What is needed »
Reproduce the whole text below on getting around Islay to its distilleries, word for word.

Extract to read »

Locals may tell you that there are not traffic lights or roundabouts on Islay. Well, they might by right about the trafic lights, but there is a cutle little roundabout at Caol Ila, immortalized by Armin Grewe of Islayblog in this video.
Reaching the Distilleries
Ardbeg, Lagavulin, Laphroaig, Bowmore and Bruichladdich are situated right next to the bus lines, so you won’t have any problems there. And it’s only 3 miles (5 km) from Port Ellen to Ardbeg, so you can also walk to the first three distilleries from there.
Caol Ila is about a mile away from Port Askaig, but the bus driver will happily drop you at the junction so you can save a little time.
Bunnahabhain and Kilchoman are only reachable by walking about 5 miles one way. Actually there is one bus a day to Bunnahabhain, but its timing is useless for distillery visits.
I managed to see two distilleries a day, but I got several lifts from distillery people that resulted from my email contacts. Without help, this task could be difficult to achieve unless you also rely on a taxi.

Records shown »
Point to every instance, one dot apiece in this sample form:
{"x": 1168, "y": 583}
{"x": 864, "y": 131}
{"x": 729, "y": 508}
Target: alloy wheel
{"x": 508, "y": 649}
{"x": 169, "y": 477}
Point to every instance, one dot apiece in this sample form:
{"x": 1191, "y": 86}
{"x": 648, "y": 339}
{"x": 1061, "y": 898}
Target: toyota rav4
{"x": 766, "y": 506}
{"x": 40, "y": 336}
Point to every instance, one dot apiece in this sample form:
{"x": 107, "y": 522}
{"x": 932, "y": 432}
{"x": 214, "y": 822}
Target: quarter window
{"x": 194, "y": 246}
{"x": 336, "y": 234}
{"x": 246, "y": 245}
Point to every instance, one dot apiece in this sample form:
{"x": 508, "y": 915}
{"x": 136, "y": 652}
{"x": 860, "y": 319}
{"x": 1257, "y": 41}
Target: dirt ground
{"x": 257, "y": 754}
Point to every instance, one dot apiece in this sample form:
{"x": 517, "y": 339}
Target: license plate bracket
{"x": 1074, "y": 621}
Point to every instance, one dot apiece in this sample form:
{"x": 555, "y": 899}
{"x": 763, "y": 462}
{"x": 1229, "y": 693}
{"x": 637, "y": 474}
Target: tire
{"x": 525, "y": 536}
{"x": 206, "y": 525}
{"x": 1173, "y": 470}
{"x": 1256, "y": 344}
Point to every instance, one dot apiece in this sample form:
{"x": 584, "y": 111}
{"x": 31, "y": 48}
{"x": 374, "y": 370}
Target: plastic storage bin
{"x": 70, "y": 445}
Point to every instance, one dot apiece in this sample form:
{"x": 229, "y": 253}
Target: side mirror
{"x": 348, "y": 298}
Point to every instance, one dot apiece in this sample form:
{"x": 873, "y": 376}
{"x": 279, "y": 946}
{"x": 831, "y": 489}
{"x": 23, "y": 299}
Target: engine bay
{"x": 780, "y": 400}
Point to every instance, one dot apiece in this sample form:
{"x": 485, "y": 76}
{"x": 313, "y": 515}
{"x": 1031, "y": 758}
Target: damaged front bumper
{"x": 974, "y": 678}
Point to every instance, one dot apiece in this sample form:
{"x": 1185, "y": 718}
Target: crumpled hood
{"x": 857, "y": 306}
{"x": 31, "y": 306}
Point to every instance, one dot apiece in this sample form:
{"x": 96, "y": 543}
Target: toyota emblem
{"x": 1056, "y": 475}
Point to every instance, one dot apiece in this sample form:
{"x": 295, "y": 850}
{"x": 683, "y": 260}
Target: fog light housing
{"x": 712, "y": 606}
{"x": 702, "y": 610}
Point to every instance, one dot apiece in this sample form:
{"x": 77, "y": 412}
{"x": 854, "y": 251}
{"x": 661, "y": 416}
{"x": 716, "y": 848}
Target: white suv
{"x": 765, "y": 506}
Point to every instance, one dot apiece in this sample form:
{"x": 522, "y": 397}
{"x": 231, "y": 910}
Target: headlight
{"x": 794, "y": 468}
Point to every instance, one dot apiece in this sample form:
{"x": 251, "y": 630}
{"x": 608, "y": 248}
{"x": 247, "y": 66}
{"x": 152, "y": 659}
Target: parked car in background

Result for this exercise »
Locals may tell you that there are not traffic lights or roundabouts on Islay. Well, they might by right about the trafic lights, but there is a cutle little roundabout at Caol Ila, immortalized by Armin Grewe of Islayblog in this video.
Reaching the Distilleries
Ardbeg, Lagavulin, Laphroaig, Bowmore and Bruichladdich are situated right next to the bus lines, so you won’t have any problems there. And it’s only 3 miles (5 km) from Port Ellen to Ardbeg, so you can also walk to the first three distilleries from there.
Caol Ila is about a mile away from Port Askaig, but the bus driver will happily drop you at the junction so you can save a little time.
Bunnahabhain and Kilchoman are only reachable by walking about 5 miles one way. Actually there is one bus a day to Bunnahabhain, but its timing is useless for distillery visits.
I managed to see two distilleries a day, but I got several lifts from distillery people that resulted from my email contacts. Without help, this task could be difficult to achieve unless you also rely on a taxi.